_LISTA DE TAREFAS_
a) Transcreva do texto selecionado o trecho que começa nas palavras "Os dois candidatos" e termina logo após "uma opinião popular.".
b) Resuma o texto selecionado em duas frases.
c) De acordo com o texto selecionado, que tipo de linguagem as autoridades israelenses esperavam de Romney?

_TEXTO SELECIONADO_
A ameaça mais grave à paz mundial

Noam Chomsky

Noam Chomsky

Ao informar sobre o debate final da campanha presidencial americana, sobre política externa, "The Wall Street Journal" observou que "o único país mais mencionado [que Israel] foi o Irã, o qual é visto pela maioria das nações do Oriente Médio como a ameaça de segurança mais grave para a região".

Os dois candidatos concordaram que um Irã nuclear é a ameaça mais grave para a região, senão para o mundo, como afirmou Romney explicitamente, pleiteando uma opinião popular.

Quanto a Israel, os candidatos competiam para declarar sua devoção ao país, mas as autoridades israelenses, entretanto, não ficaram satisfeitas. Tinham "esperado uma linguagem mais 'agressiva' por parte do senhor Romney", segundo a imprensa. Não foi suficiente o pedido de Romney para não se permitir que o Irã "alcance um ponto de capacidade nuclear".

Os árabes também ficaram insatisfeitos, porque seus temores sobre o Irã foram "discutidos através da lente da segurança israelense, em vez da segurança da região", enquanto as preocupações árabes foram ignoradas em grande medida - novamente o tratamento convencional.

_TRECHO DOS DADOS_
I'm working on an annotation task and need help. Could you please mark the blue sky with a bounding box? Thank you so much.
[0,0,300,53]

_RESPOSTAS DO EXERCÍCIO_
a)
Os dois candidatos concordaram que um Irã nuclear é a ameaça mais grave para a região, senão para o mundo, como afirmou Romney explicitamente, pleiteando uma opinião popular.

b) No debate final da campanha presidencial americana, dedicado à política externa, os dois candidatos concordaram que um Irã nuclear é a ameaça mais grave para a região. Mesmo assim, as autoridades israelenses esperavam de Romney uma linguagem mais agressiva, e os árabes ficaram insatisfeitos porque seus temores sobre o Irã foram discutidos pela lente da segurança israelense.

c) Uma linguagem mais "agressiva".